- [Data supplied]
==========
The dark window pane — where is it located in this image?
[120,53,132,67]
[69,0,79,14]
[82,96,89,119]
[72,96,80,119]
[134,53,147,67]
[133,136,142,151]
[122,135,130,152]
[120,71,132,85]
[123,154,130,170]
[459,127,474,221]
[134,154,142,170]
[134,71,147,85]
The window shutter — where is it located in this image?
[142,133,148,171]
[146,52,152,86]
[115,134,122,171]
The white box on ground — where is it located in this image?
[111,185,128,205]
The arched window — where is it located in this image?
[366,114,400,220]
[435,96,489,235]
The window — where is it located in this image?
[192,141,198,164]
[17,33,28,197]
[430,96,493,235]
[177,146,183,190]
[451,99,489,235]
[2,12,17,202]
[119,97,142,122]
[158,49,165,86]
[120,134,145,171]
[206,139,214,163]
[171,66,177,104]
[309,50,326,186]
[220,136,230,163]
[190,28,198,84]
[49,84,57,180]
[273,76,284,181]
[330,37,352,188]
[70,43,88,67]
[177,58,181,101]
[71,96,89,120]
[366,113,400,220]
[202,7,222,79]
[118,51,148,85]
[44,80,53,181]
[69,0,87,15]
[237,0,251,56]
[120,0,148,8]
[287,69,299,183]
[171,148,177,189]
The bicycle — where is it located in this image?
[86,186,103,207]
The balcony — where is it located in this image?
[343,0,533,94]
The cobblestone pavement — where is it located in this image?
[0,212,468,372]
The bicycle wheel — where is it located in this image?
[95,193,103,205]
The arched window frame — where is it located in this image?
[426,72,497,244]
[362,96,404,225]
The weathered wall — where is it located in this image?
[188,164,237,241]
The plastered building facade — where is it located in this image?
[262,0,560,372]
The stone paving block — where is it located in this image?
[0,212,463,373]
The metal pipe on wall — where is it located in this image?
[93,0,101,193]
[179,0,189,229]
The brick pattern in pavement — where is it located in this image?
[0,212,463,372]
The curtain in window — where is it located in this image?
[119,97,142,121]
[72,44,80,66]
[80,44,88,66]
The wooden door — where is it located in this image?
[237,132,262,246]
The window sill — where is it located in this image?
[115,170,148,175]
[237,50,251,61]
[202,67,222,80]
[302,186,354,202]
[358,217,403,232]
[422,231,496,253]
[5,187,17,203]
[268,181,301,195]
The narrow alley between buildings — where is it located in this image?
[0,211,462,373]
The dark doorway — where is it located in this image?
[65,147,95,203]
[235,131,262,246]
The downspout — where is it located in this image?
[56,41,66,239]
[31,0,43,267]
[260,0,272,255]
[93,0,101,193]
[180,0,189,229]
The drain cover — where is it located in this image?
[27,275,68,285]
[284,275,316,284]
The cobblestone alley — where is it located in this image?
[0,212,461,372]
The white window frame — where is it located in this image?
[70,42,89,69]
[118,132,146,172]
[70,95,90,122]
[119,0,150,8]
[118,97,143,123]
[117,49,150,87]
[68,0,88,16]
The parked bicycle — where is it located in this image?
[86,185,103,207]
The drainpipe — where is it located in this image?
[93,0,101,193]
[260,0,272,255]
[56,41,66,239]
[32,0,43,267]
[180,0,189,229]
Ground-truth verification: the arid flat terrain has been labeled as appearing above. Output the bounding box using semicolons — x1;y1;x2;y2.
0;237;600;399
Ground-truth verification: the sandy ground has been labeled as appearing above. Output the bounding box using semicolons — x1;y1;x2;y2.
==========
- [What you should do] Rewrite all of the items above, swapping "located" for "positioned" and changing nothing else.

- [Response to the exercise]
The dark window pane — where is it positioned in this image?
[120,53,132,67]
[69,0,79,14]
[82,96,89,119]
[72,96,80,119]
[134,53,147,67]
[133,136,142,151]
[122,135,130,152]
[120,71,132,85]
[123,154,130,170]
[459,127,474,221]
[134,154,142,170]
[134,71,147,85]
The window shutter — where is it positioned in this image?
[142,133,148,171]
[146,52,152,86]
[115,134,122,171]
The white box on ground — where is it positioned in this image?
[111,185,128,205]
The arched window — where is it positioned in this image?
[366,114,400,220]
[435,96,489,235]
The window — where is it positioned in this image?
[192,141,198,164]
[17,33,28,197]
[430,96,493,235]
[177,146,183,190]
[451,99,489,235]
[2,12,17,202]
[119,97,142,122]
[158,49,165,86]
[120,134,145,171]
[206,139,214,163]
[171,66,177,104]
[309,50,326,186]
[220,136,230,163]
[190,28,198,84]
[49,84,57,180]
[273,76,284,181]
[330,37,352,188]
[70,43,88,67]
[177,58,181,101]
[71,96,89,120]
[366,113,400,220]
[202,7,222,79]
[118,51,148,85]
[44,80,53,181]
[69,0,87,15]
[237,0,251,56]
[120,0,148,8]
[287,69,299,183]
[171,148,177,189]
The bicycle — where is it positioned in this image?
[86,186,103,207]
The balcony — where is it positioned in this image?
[343,0,533,94]
The cobblestone pavement — where is it positioned in this image?
[0,212,468,372]
The bicycle wheel — where is it positioned in this image?
[95,193,103,205]
The arched window frame — where is it positioned in this image?
[426,72,497,244]
[362,96,404,225]
The weathered wall — where is it positioned in this image?
[188,164,237,241]
The plastered building facade — where is it positioned in this image?
[262,0,560,372]
The stone paving block — where is it positioned in this image?
[0,212,463,373]
The metal pipe on wall — where is it positioned in this image?
[93,0,101,193]
[179,0,189,229]
The brick pattern in pavement — where is it positioned in this image?
[0,212,463,372]
The curtain in window — where is it positioned in this image?
[119,97,142,121]
[72,44,80,66]
[80,44,88,66]
The wooden door — where is it positioned in this image?
[237,132,262,246]
The window sill — where is it positioned in this image?
[115,170,148,175]
[237,50,251,61]
[202,67,222,80]
[302,186,354,202]
[358,217,403,232]
[422,231,496,253]
[5,187,17,203]
[268,181,301,195]
The narrow alley between buildings — where is it positioned in this image?
[0,211,462,373]
The dark doorway — where is it positioned in this image?
[65,147,95,203]
[235,131,262,246]
The downspout — where is it positioned in this image?
[56,41,66,239]
[31,0,43,267]
[260,0,272,255]
[93,0,101,193]
[180,0,189,229]
The drain cover — where is it positioned in this image?
[27,275,68,285]
[284,275,316,284]
The cobblestone alley — where is it positioned in this image?
[0,212,461,372]
The white window frame — where is it positioned in this image?
[70,42,89,69]
[118,132,146,172]
[70,95,90,122]
[119,0,150,8]
[118,97,143,123]
[117,49,150,87]
[68,0,88,16]
The parked bicycle — where is it positioned in this image?
[86,185,103,207]
The drainpipe — where is it positioned in this image?
[93,0,101,193]
[260,0,272,255]
[56,41,66,239]
[32,0,43,267]
[180,0,189,229]
Ground-truth verification: the arid flat terrain has been labeled as appearing above. Output the bounding box using semicolons — x1;y1;x2;y2.
0;237;600;399
Ground-truth verification: the sandy ground has been labeled as appearing above. Output the bounding box using semicolons — x1;y1;x2;y2.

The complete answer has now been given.